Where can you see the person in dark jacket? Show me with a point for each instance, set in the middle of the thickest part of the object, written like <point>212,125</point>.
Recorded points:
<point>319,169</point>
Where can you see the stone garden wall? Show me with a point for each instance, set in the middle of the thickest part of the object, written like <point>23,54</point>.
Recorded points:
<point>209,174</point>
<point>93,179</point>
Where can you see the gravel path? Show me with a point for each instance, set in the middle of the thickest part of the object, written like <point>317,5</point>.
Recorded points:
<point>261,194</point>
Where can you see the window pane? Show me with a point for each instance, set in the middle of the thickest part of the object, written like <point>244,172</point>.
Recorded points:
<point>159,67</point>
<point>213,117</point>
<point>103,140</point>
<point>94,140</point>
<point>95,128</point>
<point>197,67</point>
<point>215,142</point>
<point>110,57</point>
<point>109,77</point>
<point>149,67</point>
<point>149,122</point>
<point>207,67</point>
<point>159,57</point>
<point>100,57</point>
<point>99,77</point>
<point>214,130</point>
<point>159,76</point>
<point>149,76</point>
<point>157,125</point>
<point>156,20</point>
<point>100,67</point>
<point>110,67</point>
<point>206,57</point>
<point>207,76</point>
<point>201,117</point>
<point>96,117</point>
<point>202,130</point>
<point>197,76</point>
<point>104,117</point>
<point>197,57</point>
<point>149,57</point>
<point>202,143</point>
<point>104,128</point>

--------------------------------

* **Exercise aim**
Rewrite the data above with every "Recorded points" changed to "Marked points", keeping everything else the same.

* **Result of this exercise**
Where can you see the person in dark jacket? Show me with a point for each instance, set in the middle of the thickest part of the object, written like <point>212,125</point>.
Marked points:
<point>319,169</point>
Where can you see the stone garden wall? Show me with a point for each instance, set in the middle of the thickest part of the object, written like <point>23,54</point>.
Marked points:
<point>209,174</point>
<point>93,179</point>
Where can you see the gravel path? Show me with a point for each instance, set in the middle of the thickest part of the object, written like <point>317,5</point>.
Marked points:
<point>261,194</point>
Where can you see the window pane? Show me with a point for each instance, set in the middle of the thickest part of the object, written like <point>244,172</point>.
Marked points:
<point>159,67</point>
<point>213,117</point>
<point>103,140</point>
<point>94,140</point>
<point>95,128</point>
<point>197,67</point>
<point>215,142</point>
<point>110,57</point>
<point>109,77</point>
<point>149,67</point>
<point>149,122</point>
<point>207,67</point>
<point>159,57</point>
<point>100,57</point>
<point>99,77</point>
<point>214,130</point>
<point>159,76</point>
<point>149,76</point>
<point>157,125</point>
<point>156,20</point>
<point>100,67</point>
<point>110,67</point>
<point>206,57</point>
<point>207,76</point>
<point>201,117</point>
<point>96,117</point>
<point>202,130</point>
<point>197,76</point>
<point>104,117</point>
<point>197,57</point>
<point>149,57</point>
<point>202,143</point>
<point>104,128</point>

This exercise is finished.